### Task instructions
- a) In the enum-mapping post, which annotation does a bare @Enumerated default to?
- b) Copy every one of the rows that come after the enum-mapping post, character for character, and omit the pictures.

### Extract provided
Comparing the performance of string and ordinal mapping of enums

Goh Rhy Yan

The performance impact of enum mapping with JPA

The Java Persistence API (JPA) provides a model for object-relational mapping to persist Plain Old Java Objects (POJO) in a relational database. This Java EE standard has different implementations, for example the reference implementation EclipseLink, but also more widely used is Hibernate e.g. as the default implementation for Spring-Boot. The JPA standard provides two options to persist an enum as string or ordinal. This blog post will compare both options against each other with a focus on their read performance.

Mapping of enums

An enum typed attribute of a class must be annotated with @Enumerated(EnumType.STRING) to store the EnumValue.name() string representation of the enum in the database or use @Enumerated(EnumType.ORDINAL) to store the EnumValue.ordinal() ordinal integer representation of the enum. @Enumerated without a specific value will default to @Enumerated(EnumType.ORDINAL). E.g. we have an enum with the values VALUE_A, VALUE_B, VALUE_C and an object holding the value VALUE_B in an attribute. The VALUE_B of the object could be mapped as string VALUE_B or ordinal 1 (indexed based enumerating starts by 0) to the database. Both values will be mapped back to the VALUE_B of the enum when loaded from the database.

The test setup

I created a simple example, that you can find on GitHub, to measure the read performance for both options of persisting an enum. The setup consists of one enum with ten different values and one class, that stores always the same enum in four attributes to persist them as string and ordinal both with and without and index on the column in the database.

@Entity @Table(indexes = {
        @Index(name = "performanceEnumStringIndexed", columnList = "performanceEnumStringIndexed"),
        @Index(name = "performanceEnumOrdinalIndexed", columnList = "performanceEnumOrdinalIndexed")})
public class PerformanceEntity {
    @Id @GeneratedValue
    private Long id;
    @Enumerated(EnumType.STRING)
    private PerformanceEnum performanceEnumString;
    @Enumerated(EnumType.STRING)
    private PerformanceEnum performanceEnumStringIndexed;
    @Enumerated(EnumType.ORDINAL)
    private PerformanceEnum performanceEnumOrdinal;
    @Enumerated(EnumType.ORDINAL)
    private PerformanceEnum performanceEnumOrdinalIndexed;
    //getters and setters

You can repeat the measurement on your own computer if you follow the instructions in the readme of the repository. The queries select all rows in the database matching one given enum value. Because all entries are created always with the next enum value, each query selects 10% of the total existing entries. All queries have the same result set but filter on the different columns. I will look at the average execution time of the SQL query out of 100 iterations. Before taking the actual measurement, the Just In Time (JIT) compiler of the Java Virtual Machine (JVM) is also warmed up with 100 iterations.

The runtime of the queries is measured by Sniffy, that I introduced in my last blog post. This is a very basic setup and does not take every detail into account you can consider when creating a performance measurement like deactivating Turbo Boost or eliminating the impact of garbage collection.

The results

Let the numbers speak for themselves.

Query execution time in ms 100,000 entries 300,000 entries
String without index 53.7 174.8
Ordinal without index 51.4 160.7
String with index 27.1 90.0
Ordinal with index 23.5 75.2

Without an index on the column the ordinal persistence is about 5-8% faster to select depending on the size of the table. With an index added both strategies return their results fast, as expected. But the ordinal representation benefits even more from the usage of an index as it is now about 13-16% faster to select compared to the string representation.

The explanation

The observed effect can be explained based on the used implementation in the database. The ordinal representation is mapped by default to an int(11) column using four bytes to store one value. The string representation is mapped by default to a varchar(255) column using up to three bytes per character to store the value depending on the character set (UTF-8 in our setup). You can read more about the size needed to store a value in the different data types in the MySQL Reference Manual.

### Records for this task
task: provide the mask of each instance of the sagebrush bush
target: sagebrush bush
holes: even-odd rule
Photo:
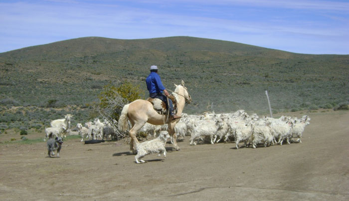
[[[41,125],[40,124],[35,123],[31,124],[31,128],[35,128],[36,129],[39,129],[40,128],[41,128],[41,126],[42,126],[42,125]]]
[[[319,109],[319,107],[315,104],[311,104],[308,108],[310,110],[316,110]]]
[[[28,135],[28,132],[25,130],[22,130],[20,131],[20,133],[19,134],[20,135]]]
[[[349,105],[348,103],[342,103],[338,104],[338,106],[335,108],[335,110],[349,110]]]
[[[333,108],[333,106],[330,103],[326,103],[323,106],[324,109],[331,109]]]

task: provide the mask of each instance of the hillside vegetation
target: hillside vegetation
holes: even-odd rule
[[[171,90],[185,81],[193,100],[185,108],[189,113],[267,113],[265,90],[274,112],[330,108],[349,100],[348,55],[296,54],[190,37],[93,37],[0,53],[1,110],[86,107],[98,100],[103,86],[126,80],[143,86],[146,98],[152,65],[159,66]]]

### Responses by task
- a) @Enumerated(EnumType.ORDINAL)

- b)
task: provide the mask of each instance of the sagebrush bush
target: sagebrush bush
holes: even-odd rule
Photo:
[[[41,125],[40,124],[35,123],[31,124],[31,128],[35,128],[36,129],[39,129],[40,128],[41,128],[41,126],[42,126],[42,125]]]
[[[319,109],[319,107],[315,104],[311,104],[308,108],[310,110],[316,110]]]
[[[28,135],[28,132],[25,130],[22,130],[20,131],[20,133],[19,134],[20,135]]]
[[[349,105],[348,103],[342,103],[338,104],[338,106],[335,108],[335,110],[349,110]]]
[[[333,108],[333,106],[330,103],[326,103],[323,106],[324,109],[331,109]]]

task: provide the mask of each instance of the hillside vegetation
target: hillside vegetation
holes: even-odd rule
[[[171,90],[185,81],[193,100],[185,108],[189,113],[267,113],[265,90],[274,112],[330,108],[349,100],[348,55],[296,54],[190,37],[93,37],[0,53],[1,110],[86,107],[98,100],[103,86],[126,80],[143,86],[146,98],[152,65],[159,66]]]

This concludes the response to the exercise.